# [EXERCISE MATERIALS]
◇ ◇ ◇ ◇ ◇ ◇ ◇

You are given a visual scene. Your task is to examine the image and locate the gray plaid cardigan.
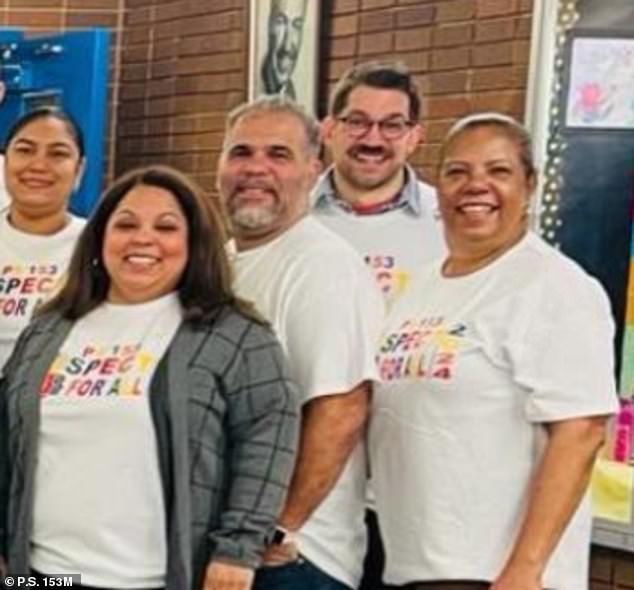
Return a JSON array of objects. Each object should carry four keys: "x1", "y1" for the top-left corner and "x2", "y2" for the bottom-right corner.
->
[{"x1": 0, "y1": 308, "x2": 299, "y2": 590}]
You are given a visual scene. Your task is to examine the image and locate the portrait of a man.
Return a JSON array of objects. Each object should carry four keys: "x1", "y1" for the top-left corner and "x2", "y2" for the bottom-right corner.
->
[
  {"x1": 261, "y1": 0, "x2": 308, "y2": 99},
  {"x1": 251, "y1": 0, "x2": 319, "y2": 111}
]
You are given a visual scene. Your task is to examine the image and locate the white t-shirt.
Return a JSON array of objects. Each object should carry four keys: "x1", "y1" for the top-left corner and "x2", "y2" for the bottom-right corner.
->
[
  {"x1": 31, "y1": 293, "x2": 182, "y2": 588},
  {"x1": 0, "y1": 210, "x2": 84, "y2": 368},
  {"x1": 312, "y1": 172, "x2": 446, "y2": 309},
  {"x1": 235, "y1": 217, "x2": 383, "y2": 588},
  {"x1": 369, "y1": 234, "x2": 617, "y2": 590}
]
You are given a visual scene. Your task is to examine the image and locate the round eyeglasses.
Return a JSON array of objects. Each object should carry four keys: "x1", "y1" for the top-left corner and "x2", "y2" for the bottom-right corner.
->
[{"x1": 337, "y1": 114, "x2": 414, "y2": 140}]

◇ ◇ ◇ ◇ ◇ ◇ ◇

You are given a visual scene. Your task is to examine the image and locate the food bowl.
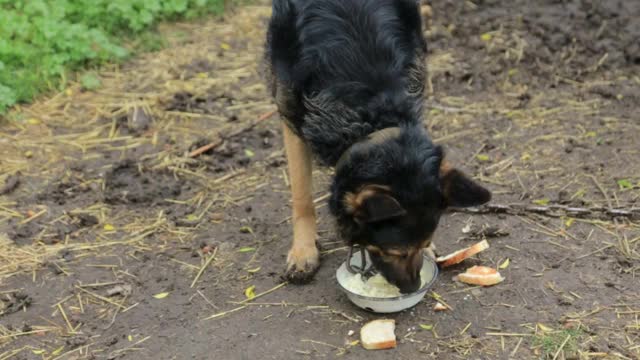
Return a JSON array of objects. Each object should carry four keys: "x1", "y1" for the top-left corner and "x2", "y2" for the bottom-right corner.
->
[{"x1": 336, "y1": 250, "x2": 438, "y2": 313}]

◇ ◇ ◇ ◇ ◇ ◇ ◇

Locate each line in the listing above that contains the word "portrait" and copy those lines out.

You are given a visual scene. Your task is to examine the image and locate the portrait of a man.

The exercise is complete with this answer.